> [Stated task]:
Pull out every text line from each of the items below and reproduce it verbatim. Leave the pictures out.

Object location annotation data

* Begin *

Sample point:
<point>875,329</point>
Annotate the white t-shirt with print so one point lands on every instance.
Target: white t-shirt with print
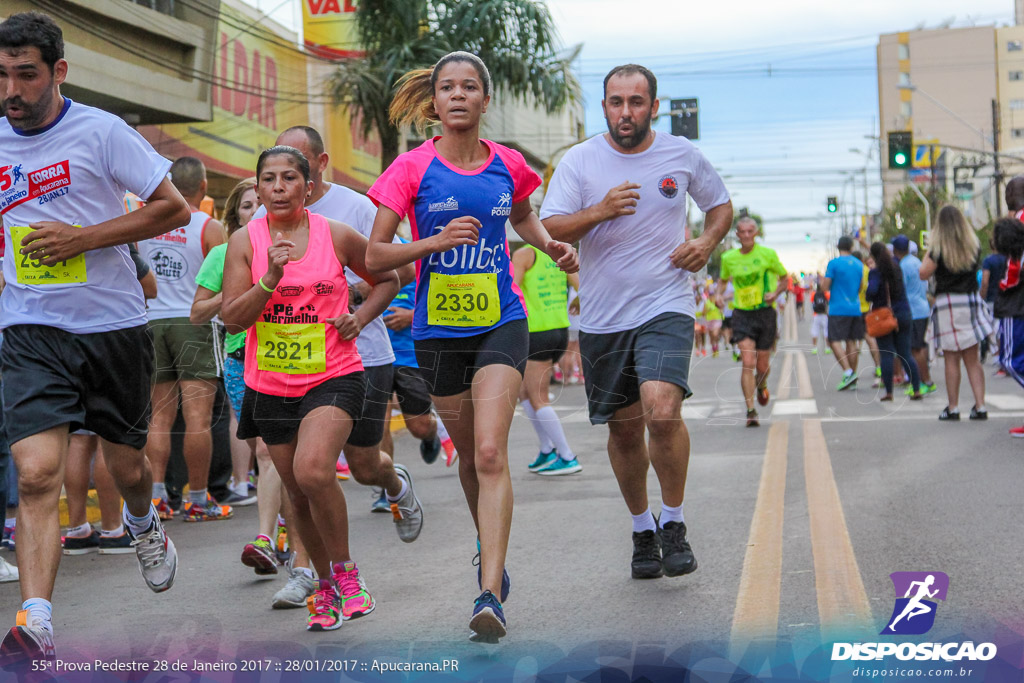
<point>626,276</point>
<point>76,170</point>
<point>348,206</point>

* End *

> [Task result]:
Sample point:
<point>875,329</point>
Annotate the white t-shirt with print so one point lands on every instance.
Target: white t-shirt with print
<point>626,276</point>
<point>76,170</point>
<point>348,206</point>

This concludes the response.